Vorgegebener Text ▸
-=-=-
# 12v/100W halogenlampe



## El_Schubi (11. Juli 2003)

hallo,
ich habe vor demnächst nächtliche Filmaufnahmen zu machen. Leider ist am Drehort kein Strom vorhanden (Generator dürfen wir, da Nacht, wohl nicht benutzen). Jetzt haben wir uns überlegt, einfach ein paar 12v/100Watt Halogenlampen an Autobatterien anzuschließen.
Wenn ich eine solche Halogenlampe an eine 12v 66Ah Autobatterie anschließe, wie lange wird die Birne wohl mit nahezu voller Leistung funktionieren? oder wird sie überhaupt die Leistung, wie an einem Halogentrafo, erreichen? 

thx in advance


mfg el


----------



## hans-Dampf (13. Juli 2003)

Es sieht mir so aus dass die Batterie eine Energie von 792Wh besitzt.
Theoretisch müsste die Lampe 7,92 Stunden leuchten bei einer Leistung von 100W.


----------



## blubber (14. Juli 2003)

Korrekt.
Bei voller Leistung benötigt die Lampe 8,33 Ampere. Diese liefert eine 66Ah - Autobatterie genau 7,92 Stunden lang.

bye


----------



## El_Schubi (14. Juli 2003)
-=-=-
Datensatzinhalt ▸

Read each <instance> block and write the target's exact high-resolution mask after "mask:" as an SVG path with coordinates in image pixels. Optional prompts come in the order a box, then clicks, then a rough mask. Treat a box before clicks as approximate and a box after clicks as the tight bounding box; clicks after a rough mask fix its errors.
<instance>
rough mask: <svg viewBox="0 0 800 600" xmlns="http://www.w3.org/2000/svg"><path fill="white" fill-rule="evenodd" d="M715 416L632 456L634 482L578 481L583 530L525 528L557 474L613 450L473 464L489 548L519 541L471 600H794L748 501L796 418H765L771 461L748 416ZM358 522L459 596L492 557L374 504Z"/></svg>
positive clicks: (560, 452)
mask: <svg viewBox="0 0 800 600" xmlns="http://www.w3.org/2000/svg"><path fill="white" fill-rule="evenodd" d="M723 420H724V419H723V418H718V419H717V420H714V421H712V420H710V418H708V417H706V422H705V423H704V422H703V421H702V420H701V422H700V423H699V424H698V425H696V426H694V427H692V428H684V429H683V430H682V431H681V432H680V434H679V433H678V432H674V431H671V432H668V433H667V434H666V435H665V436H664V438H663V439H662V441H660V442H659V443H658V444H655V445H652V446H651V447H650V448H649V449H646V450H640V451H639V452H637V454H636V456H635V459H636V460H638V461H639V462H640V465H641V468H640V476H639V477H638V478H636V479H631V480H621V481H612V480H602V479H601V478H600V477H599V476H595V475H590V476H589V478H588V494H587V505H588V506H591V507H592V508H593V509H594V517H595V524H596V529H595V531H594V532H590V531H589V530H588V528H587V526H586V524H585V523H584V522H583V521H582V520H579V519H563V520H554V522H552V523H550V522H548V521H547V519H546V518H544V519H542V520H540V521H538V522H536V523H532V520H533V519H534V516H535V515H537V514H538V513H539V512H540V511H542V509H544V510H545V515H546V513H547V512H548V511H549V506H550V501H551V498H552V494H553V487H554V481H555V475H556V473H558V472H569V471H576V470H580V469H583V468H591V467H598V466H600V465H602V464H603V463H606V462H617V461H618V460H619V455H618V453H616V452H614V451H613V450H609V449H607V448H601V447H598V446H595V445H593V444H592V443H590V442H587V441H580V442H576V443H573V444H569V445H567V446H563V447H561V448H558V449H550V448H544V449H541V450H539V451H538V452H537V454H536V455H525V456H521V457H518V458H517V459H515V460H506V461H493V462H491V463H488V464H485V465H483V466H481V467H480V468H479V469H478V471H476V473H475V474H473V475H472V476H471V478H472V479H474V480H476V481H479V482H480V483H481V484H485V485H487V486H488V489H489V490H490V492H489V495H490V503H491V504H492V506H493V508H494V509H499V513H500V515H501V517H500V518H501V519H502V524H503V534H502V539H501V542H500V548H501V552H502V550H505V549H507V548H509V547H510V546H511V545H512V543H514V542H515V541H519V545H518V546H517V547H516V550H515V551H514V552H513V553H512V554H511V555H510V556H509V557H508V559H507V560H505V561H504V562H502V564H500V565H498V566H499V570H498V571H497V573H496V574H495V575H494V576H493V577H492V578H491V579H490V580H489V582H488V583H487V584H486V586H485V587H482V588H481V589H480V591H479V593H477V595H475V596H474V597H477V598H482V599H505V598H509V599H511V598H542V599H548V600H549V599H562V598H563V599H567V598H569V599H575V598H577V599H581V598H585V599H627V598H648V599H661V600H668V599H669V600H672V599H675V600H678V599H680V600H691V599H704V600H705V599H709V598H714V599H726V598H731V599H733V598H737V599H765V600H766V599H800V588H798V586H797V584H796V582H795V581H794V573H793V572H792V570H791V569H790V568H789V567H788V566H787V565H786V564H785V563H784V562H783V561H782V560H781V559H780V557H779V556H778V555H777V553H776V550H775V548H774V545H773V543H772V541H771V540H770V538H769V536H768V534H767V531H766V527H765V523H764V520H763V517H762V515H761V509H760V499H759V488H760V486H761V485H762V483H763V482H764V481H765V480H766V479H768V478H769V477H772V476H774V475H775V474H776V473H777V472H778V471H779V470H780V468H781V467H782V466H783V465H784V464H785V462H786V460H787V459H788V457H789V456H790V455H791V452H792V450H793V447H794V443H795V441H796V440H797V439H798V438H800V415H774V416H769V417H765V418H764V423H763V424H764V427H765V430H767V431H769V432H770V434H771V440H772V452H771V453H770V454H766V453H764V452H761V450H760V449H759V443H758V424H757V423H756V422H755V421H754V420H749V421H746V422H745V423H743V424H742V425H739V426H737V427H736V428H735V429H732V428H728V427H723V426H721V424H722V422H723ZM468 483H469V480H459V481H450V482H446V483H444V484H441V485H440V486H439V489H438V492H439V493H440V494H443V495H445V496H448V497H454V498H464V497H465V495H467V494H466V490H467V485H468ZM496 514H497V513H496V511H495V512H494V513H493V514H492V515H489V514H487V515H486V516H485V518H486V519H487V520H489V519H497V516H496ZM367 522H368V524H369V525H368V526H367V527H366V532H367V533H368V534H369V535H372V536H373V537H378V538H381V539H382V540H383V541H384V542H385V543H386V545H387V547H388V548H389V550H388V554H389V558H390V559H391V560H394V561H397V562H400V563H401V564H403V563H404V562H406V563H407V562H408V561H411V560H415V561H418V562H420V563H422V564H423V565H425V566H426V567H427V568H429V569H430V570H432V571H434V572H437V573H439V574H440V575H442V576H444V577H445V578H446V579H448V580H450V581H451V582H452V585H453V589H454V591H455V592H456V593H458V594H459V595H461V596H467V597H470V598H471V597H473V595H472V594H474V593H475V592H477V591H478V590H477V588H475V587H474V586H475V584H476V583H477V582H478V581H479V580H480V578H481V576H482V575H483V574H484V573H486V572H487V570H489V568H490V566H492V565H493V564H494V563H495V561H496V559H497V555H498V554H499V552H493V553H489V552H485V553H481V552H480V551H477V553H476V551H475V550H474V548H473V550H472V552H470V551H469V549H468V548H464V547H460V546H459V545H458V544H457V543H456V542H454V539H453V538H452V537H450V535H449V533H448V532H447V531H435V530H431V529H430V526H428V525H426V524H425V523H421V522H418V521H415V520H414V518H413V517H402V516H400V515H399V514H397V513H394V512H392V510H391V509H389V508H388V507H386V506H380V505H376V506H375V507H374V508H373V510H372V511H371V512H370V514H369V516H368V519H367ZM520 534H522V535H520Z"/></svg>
-=-=-
Arbeitsauftrag 1 ▸ Schreibe aus der Auflistung die Zeilen Wort für Wort ab: Beginne bei ihrer ersten Zeile und höre nach der Zeile auf, die „positive clicks: (560, 452)“ enthält.
Arbeitsauftrag 2 ▸ Setze den Forenthread über die 12-V-Halogenlampe an der Autobatterie dort fort, wo er endet.

Lösung 1 ▸
Read each <instance> block and write the target's exact high-resolution mask after "mask:" as an SVG path with coordinates in image pixels. Optional prompts come in the order a box, then clicks, then a rough mask. Treat a box before clicks as approximate and a box after clicks as the tight bounding box; clicks after a rough mask fix its errors.
<instance>
rough mask: <svg viewBox="0 0 800 600" xmlns="http://www.w3.org/2000/svg"><path fill="white" fill-rule="evenodd" d="M715 416L632 456L634 482L578 481L583 530L525 528L557 474L613 450L473 464L489 548L519 541L471 600H794L748 501L796 418H765L771 461L748 416ZM358 522L459 596L492 557L374 504Z"/></svg>
positive clicks: (560, 452)

Lösung 2 ▸
jo, die Formel dafür hab ich mittlerweile auch gefunden 
die Frage ist jetzt, wie lange die Lampe mit voller Kraft leuchtet?
ich habe leider keine Ahnung wie Batterieleistungskurven aussehen 
wir bräuchten ca. 3h lang volle leistung....


----------



## Robert Martinu (14. Juli 2003)

Die Kurven für Bleiakkus schauen leider nicht so schön wie bei NiCd-Zellen aus, aber 3h sind bei einigermassen gutem Zustand des Akkus schon drinnen, du dürftest dann aber immernoch >90% der Leistung an einem richtig dimensionierten Trafo rausbekommen.


----------



## reinerxp (17. September 2003)

Ich würde das ganze nicht zu oft machen, da Du sonst die Baterie zerstöst.
Die vom Auto sind nämlich Hochstromfähig, daß heißt in kürzerster Zeit viel Stom abgeben und auch viel aufnehmen. Besser ist da eine Staplerbatterie mit 12V, die sind für so etwas ausgelegt. Dazu kommt auch noch die Halogenlampe selber, wenn Du die mit mehr als 12,0V beteibst, verschlechtert sich die Lebenszeit extrem.  Nur so als Tipp, wenn Du das öfter vor hast.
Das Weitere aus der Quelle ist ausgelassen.